§ GIVEN PROBLEM
Substitute "black" for "white" in the items from the line containing "Game engine object recognition — detect woman's left" through the end, both ends included, and reproduce those lines with no other change.

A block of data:
------------------------------------------------------------------------

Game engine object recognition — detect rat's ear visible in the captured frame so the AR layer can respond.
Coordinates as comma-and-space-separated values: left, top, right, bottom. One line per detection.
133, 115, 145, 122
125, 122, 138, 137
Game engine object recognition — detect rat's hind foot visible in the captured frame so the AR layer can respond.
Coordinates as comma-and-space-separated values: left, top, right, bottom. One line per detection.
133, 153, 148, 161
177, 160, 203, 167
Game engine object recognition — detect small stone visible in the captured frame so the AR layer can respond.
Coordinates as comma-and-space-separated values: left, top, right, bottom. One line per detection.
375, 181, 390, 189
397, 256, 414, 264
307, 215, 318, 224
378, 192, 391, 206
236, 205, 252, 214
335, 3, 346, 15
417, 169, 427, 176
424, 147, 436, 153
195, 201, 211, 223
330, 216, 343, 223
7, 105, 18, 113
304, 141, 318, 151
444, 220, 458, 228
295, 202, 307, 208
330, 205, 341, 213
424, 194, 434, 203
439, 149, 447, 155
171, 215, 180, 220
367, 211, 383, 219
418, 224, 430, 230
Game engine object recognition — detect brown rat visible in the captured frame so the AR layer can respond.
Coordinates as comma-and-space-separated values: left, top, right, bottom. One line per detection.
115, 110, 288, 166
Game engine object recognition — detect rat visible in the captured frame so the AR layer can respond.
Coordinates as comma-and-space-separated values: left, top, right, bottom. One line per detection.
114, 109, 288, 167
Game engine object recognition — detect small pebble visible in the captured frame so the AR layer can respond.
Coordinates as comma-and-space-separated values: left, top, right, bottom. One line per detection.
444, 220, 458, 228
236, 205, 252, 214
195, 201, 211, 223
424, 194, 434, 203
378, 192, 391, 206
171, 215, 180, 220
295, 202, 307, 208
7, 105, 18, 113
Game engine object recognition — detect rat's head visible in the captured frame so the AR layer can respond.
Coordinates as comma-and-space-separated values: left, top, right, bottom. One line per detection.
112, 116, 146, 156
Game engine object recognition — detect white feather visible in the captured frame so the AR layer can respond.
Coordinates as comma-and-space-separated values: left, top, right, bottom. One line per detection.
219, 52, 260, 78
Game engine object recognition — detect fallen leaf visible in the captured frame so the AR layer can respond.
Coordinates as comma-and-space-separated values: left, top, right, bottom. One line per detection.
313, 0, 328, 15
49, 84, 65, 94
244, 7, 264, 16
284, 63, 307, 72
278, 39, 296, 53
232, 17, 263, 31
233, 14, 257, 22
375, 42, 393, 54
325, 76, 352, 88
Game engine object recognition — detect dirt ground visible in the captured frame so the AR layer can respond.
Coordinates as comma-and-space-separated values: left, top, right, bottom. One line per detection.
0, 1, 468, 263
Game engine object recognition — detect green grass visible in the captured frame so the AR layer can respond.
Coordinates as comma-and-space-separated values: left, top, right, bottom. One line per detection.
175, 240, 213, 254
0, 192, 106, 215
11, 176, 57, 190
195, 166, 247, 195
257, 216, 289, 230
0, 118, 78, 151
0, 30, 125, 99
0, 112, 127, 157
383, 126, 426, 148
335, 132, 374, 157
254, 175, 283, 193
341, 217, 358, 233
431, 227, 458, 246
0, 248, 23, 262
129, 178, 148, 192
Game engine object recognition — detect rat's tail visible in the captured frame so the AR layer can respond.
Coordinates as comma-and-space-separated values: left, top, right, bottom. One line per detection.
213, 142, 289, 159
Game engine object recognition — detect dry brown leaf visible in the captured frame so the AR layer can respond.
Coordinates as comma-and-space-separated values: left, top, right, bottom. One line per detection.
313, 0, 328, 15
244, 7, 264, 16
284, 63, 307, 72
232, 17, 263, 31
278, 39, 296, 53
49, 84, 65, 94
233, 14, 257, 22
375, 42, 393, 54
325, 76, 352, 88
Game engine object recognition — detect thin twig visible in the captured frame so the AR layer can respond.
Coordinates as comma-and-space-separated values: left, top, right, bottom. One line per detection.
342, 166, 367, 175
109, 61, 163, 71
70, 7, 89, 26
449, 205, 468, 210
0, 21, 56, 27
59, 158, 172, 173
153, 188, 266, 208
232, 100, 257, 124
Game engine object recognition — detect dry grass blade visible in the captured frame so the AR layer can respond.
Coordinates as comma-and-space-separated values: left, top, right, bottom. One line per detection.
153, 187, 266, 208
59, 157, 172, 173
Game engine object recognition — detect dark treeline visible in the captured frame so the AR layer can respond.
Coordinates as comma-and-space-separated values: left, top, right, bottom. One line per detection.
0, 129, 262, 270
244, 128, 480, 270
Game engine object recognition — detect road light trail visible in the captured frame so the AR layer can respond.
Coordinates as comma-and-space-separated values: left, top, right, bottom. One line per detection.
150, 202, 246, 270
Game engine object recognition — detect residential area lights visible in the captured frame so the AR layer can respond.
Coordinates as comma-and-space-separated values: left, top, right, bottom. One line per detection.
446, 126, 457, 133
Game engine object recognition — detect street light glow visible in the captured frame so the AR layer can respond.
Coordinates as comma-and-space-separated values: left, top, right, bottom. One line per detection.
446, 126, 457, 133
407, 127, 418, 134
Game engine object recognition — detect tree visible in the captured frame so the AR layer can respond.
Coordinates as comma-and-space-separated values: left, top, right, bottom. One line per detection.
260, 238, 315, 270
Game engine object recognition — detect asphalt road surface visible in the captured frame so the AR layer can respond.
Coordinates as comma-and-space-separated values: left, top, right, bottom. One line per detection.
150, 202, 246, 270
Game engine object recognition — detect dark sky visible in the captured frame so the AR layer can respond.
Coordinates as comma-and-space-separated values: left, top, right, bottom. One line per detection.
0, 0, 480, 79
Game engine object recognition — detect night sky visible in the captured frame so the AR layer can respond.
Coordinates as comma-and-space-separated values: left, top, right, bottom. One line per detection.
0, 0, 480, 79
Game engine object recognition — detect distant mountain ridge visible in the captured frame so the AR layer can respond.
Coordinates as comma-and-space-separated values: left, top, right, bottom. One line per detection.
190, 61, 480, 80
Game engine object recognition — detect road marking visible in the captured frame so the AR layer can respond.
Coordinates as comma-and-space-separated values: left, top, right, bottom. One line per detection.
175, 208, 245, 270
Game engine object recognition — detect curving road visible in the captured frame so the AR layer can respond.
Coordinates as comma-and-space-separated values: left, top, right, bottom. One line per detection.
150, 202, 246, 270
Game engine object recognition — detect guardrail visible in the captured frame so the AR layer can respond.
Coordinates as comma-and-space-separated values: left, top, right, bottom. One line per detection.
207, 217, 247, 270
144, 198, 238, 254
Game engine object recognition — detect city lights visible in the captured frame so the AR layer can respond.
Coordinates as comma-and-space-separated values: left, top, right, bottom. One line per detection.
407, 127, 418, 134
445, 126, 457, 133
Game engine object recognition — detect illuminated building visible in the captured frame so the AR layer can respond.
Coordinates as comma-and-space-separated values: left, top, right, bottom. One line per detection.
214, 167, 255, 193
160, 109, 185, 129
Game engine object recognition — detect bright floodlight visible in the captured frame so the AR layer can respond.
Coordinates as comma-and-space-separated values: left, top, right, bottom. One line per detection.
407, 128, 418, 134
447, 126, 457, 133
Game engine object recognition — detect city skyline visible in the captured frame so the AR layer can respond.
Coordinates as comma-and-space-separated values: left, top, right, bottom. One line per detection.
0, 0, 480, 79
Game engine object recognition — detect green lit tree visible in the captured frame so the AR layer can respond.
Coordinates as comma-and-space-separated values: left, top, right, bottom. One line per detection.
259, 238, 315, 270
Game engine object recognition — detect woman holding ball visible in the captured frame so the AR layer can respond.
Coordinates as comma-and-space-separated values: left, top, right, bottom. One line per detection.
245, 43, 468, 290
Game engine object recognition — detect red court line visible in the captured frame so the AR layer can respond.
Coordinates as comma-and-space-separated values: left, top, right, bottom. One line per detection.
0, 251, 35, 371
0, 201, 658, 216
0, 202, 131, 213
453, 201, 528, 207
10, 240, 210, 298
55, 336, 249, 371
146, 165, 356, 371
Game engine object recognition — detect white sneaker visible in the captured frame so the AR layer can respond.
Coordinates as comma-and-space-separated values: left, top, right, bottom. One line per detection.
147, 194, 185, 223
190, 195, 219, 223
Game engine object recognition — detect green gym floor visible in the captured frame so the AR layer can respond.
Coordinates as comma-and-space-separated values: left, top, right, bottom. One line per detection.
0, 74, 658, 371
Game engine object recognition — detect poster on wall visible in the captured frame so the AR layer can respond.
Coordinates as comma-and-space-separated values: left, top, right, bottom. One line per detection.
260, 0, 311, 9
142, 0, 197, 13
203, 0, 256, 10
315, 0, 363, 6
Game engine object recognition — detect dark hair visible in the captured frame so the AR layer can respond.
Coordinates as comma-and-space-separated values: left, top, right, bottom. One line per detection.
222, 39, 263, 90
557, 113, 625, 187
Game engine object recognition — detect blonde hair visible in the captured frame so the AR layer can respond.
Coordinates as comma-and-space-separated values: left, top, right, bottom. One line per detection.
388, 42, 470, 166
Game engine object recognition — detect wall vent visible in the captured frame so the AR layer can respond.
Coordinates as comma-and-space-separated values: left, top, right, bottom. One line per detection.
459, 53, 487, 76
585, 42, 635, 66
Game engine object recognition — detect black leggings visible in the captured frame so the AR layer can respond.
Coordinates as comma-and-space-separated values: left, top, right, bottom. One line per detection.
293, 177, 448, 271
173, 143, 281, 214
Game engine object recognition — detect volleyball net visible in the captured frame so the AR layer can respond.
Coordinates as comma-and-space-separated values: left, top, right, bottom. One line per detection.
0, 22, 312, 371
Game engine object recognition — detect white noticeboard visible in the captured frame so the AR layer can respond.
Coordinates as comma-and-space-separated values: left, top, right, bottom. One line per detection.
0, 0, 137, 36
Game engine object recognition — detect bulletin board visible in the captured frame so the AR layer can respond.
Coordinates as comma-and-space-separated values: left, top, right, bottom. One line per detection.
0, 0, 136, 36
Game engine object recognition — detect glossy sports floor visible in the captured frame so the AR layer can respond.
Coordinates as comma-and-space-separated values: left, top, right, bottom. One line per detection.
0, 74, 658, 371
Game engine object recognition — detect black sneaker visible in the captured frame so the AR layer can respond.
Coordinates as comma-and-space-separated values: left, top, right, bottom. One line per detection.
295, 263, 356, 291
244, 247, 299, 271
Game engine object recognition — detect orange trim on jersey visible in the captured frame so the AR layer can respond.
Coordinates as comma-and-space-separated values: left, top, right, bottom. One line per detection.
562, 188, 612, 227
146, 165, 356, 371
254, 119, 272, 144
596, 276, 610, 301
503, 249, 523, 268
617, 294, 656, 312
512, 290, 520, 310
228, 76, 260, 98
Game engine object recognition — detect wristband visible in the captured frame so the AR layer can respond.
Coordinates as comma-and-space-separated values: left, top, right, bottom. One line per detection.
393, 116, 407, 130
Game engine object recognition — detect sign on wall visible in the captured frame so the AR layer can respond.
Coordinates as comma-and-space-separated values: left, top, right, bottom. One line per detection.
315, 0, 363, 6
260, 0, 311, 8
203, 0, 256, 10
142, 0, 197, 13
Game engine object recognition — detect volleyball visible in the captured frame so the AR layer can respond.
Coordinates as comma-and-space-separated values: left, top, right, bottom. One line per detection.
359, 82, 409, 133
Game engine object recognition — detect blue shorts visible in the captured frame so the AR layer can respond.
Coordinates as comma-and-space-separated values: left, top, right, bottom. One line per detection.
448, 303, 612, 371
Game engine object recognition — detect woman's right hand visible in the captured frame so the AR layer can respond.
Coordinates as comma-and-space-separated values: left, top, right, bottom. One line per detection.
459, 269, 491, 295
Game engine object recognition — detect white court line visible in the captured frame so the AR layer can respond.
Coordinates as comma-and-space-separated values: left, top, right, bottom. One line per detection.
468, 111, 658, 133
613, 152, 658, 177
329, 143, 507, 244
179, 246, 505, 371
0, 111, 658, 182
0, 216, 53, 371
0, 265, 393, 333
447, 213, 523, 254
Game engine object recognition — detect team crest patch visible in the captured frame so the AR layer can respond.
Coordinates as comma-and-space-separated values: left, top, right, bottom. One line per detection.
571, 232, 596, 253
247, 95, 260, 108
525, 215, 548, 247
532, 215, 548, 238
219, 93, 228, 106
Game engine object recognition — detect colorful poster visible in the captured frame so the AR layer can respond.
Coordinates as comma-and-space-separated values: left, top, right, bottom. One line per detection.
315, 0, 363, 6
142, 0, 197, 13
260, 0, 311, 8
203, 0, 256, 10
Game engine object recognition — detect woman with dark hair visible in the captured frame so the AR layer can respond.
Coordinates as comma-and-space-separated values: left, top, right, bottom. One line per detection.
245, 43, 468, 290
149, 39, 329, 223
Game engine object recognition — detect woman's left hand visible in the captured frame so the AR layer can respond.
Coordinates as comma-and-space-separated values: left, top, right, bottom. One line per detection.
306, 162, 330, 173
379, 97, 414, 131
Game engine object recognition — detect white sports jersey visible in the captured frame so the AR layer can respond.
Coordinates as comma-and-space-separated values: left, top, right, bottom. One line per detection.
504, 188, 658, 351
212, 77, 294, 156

------------------------------------------------------------------------

§ ANSWER TO THIS EXERCISE
Game engine object recognition — detect woman's left hand visible in the captured frame so the AR layer can respond.
Coordinates as comma-and-space-separated values: left, top, right, bottom. One line per detection.
306, 162, 330, 173
379, 97, 414, 131
Game engine object recognition — detect black sports jersey visible in the captured frame so the AR layer can respond.
Coordinates as comma-and-space-separated values: left, top, right, bottom. One line per detection.
504, 188, 658, 351
212, 77, 294, 156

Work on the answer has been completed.